# UH-OH Hitler hates DCC



## Nutz-n-Bolts (Aug 12, 2010)

Good thing we won the war...

http://youtu.be/7orY5fBE_HY

Sorry about the link, but youtube said "embedding was disabled by request" when I went to get the code. Some language, but in subtitle form only.


----------



## Greg Elmassian (Jan 3, 2008)

This is actually about a certain person trying to change the Aristo Socket to a different configuration, adding the socket to Bachmann products and getting involved in the wheel standards. 

It's part of our large scale "soap opera"... 

Pretty funny! 

Greg 

p.s. there will be a quiz later!


----------



## bnsfconductor (Jan 3, 2008)

I'm only 54 seconds into it and I've got tears in my eyes because I'm laughing so hard! 

Craig 

PS. I really hope Goodson gets this in his inbox! LOL


----------



## Greg Elmassian (Jan 3, 2008)

What makes you think that goodson has not seen this? Maybe even helped? ;-) 

Greg


----------



## bnsfconductor (Jan 3, 2008)

I'm just saying I'm sure he's at home right now figuring out how he can harass his operators with this video...  

Craig


----------



## Greg Elmassian (Jan 3, 2008)

He brought this video to my attention about 6 months ago, it got pulled from youtube, but we captured it to a flv file... 

There's a lot to the back story here... 

Greg


----------



## bnsfconductor (Jan 3, 2008)

#### OBJECTIVE:
Return, word for word, the passage of the forum thread that opens with the words containing "Good thing we" and closes with "the wheel standards.". The items come from a separate source, unrelated to the forum thread.

#### EXCERPTED DATA:

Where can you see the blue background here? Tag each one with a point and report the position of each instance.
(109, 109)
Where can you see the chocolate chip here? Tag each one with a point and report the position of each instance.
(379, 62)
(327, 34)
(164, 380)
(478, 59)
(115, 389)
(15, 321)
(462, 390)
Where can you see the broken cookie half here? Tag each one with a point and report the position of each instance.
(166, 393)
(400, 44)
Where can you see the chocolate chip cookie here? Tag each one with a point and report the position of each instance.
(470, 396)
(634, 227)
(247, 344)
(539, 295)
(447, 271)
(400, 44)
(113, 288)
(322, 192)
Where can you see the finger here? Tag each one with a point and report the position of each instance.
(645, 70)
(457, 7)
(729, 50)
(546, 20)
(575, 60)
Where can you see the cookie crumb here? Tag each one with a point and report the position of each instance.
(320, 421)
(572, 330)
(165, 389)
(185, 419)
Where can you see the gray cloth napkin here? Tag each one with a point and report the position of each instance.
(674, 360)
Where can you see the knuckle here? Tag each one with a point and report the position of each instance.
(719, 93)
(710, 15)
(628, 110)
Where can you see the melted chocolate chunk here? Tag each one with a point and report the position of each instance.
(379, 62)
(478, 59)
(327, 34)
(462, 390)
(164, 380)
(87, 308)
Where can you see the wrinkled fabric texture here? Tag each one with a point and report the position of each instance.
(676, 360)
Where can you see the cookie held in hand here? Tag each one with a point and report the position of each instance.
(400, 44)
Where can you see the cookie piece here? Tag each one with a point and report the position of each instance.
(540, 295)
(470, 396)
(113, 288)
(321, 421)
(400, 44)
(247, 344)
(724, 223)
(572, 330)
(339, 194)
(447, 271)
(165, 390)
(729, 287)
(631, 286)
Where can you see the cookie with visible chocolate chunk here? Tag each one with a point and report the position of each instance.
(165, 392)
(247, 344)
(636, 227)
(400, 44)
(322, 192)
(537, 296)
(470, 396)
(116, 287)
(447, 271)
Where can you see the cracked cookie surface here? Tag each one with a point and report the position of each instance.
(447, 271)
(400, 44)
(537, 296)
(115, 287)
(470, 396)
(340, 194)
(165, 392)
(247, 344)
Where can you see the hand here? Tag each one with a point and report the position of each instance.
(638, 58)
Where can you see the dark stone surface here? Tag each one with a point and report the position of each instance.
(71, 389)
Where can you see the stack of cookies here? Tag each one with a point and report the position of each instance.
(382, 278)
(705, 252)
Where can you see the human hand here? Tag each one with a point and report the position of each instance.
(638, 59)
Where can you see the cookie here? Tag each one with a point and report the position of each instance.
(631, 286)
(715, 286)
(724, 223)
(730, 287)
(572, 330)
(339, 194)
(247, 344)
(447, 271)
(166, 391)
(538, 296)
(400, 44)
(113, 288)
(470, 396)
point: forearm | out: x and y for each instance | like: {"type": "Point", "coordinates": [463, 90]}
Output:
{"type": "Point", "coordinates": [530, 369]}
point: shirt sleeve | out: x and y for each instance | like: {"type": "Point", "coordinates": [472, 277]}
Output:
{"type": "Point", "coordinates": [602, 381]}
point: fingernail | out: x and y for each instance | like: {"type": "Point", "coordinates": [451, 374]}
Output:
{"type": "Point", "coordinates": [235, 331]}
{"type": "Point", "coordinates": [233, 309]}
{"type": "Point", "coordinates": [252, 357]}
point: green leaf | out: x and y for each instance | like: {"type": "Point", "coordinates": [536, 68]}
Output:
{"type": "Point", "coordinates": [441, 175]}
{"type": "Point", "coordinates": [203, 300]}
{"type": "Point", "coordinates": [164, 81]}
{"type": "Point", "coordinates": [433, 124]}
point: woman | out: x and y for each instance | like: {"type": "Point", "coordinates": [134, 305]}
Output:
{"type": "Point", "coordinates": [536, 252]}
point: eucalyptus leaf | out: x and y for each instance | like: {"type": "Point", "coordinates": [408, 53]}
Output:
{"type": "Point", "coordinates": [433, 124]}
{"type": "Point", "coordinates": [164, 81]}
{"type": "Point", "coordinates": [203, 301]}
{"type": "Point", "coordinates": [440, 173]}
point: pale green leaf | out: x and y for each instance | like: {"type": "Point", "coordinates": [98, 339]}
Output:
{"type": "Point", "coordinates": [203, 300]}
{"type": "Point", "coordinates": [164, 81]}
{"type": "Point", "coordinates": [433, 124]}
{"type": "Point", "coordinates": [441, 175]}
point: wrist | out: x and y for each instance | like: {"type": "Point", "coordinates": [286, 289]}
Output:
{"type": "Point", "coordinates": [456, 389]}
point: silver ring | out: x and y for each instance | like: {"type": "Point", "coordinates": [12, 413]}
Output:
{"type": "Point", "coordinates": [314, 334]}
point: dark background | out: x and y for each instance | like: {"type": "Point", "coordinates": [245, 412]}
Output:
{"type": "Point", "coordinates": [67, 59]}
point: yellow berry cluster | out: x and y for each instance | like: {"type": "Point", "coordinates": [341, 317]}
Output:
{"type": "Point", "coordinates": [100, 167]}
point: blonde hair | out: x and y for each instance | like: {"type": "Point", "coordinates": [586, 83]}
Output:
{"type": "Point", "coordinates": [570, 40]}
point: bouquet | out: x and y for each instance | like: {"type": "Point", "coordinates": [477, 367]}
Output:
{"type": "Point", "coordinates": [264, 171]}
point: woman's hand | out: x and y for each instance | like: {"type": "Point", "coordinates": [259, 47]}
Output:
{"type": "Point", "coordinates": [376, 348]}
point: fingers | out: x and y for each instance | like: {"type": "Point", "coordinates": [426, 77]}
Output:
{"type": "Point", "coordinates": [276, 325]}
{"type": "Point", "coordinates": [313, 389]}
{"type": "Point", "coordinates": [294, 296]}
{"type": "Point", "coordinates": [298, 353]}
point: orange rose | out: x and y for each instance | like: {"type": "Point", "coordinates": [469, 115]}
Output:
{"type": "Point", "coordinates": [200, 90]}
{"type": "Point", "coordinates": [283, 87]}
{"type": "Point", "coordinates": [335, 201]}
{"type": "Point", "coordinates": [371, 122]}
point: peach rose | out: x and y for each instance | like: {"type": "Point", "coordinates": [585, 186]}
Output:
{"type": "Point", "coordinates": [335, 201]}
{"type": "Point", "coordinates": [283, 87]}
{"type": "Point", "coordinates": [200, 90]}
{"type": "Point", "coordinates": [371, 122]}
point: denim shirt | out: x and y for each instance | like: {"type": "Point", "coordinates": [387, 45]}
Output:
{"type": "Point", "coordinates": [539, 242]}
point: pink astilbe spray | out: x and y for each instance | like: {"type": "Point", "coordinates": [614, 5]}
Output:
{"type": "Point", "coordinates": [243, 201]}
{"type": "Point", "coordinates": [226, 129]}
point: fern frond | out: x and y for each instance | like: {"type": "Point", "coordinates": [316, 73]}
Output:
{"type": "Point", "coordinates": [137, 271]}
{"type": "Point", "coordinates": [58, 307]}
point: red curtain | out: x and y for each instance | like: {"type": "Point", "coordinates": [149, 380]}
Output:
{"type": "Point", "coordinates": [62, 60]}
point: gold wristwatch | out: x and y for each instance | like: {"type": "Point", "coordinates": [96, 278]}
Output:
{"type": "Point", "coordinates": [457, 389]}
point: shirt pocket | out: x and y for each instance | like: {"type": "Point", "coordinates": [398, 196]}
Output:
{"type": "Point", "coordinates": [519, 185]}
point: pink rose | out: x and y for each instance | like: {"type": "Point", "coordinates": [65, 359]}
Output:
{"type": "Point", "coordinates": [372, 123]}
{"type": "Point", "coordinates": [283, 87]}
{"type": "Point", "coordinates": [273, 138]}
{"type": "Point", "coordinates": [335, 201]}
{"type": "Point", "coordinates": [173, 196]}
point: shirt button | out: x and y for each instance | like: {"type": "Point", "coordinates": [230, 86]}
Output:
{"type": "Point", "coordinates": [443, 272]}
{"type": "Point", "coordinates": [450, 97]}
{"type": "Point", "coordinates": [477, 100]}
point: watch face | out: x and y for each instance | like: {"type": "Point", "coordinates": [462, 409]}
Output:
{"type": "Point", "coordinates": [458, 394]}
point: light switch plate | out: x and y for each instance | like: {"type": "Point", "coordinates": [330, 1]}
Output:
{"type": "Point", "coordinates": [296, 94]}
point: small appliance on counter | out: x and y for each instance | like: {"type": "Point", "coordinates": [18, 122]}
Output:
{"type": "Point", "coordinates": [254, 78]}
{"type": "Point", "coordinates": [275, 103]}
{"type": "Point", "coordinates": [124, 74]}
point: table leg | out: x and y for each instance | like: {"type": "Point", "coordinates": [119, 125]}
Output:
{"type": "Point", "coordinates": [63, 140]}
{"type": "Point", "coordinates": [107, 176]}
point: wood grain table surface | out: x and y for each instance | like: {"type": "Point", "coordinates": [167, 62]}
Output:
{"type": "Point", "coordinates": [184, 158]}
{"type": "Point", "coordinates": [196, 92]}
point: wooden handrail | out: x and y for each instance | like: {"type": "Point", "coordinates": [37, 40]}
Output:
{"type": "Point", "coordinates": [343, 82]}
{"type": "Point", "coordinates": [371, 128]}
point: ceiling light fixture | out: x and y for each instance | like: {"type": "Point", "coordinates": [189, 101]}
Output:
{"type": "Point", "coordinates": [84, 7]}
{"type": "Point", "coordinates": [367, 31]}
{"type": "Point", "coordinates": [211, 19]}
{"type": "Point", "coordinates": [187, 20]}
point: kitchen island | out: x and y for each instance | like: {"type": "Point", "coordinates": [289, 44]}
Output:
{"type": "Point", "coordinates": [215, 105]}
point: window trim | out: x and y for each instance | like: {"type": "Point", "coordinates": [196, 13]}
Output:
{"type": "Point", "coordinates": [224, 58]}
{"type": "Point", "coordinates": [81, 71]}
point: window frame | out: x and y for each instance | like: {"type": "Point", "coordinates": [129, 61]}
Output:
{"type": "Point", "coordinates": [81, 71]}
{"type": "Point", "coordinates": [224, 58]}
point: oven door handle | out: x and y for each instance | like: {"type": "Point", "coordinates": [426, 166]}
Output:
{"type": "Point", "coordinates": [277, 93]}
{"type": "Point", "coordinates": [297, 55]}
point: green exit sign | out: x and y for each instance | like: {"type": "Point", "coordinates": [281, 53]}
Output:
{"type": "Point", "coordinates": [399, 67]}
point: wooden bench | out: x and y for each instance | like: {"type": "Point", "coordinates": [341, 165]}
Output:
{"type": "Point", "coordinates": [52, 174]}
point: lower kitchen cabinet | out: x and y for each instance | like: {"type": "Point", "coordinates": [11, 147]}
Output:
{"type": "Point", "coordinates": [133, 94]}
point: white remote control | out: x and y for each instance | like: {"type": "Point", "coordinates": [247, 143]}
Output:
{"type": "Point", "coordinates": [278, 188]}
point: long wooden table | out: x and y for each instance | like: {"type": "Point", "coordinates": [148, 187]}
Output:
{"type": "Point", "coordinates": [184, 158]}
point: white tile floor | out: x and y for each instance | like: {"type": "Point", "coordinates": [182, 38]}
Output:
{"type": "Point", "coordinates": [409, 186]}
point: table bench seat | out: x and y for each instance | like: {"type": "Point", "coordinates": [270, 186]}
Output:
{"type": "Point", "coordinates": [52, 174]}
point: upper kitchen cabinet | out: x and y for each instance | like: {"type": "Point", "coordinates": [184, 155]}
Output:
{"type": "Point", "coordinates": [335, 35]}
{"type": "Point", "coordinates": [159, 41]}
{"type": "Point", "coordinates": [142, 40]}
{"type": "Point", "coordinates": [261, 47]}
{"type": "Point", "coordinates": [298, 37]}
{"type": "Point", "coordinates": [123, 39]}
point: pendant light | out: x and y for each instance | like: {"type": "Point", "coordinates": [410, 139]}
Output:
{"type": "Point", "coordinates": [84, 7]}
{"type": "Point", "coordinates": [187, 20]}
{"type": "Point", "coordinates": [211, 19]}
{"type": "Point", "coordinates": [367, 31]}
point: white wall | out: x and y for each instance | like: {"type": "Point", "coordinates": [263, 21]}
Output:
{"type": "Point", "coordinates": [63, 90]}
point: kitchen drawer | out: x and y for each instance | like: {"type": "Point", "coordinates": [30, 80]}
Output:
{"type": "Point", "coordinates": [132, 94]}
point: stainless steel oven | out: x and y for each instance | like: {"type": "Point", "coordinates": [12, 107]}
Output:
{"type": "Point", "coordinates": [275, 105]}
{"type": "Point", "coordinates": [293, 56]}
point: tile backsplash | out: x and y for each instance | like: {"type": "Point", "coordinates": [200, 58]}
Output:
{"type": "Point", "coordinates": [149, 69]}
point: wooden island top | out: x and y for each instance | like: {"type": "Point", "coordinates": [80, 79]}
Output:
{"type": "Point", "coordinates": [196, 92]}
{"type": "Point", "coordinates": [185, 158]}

#### ANSWER TO THIS PROBLEM:
Good thing we won the war...

http://youtu.be/7orY5fBE_HY

Sorry about the link, but youtube said "embedding was disabled by request" when I went to get the code. Some language, but in subtitle form only.


----------



## Greg Elmassian (Jan 3, 2008)

This is actually about a certain person trying to change the Aristo Socket to a different configuration, adding the socket to Bachmann products and getting involved in the wheel standards.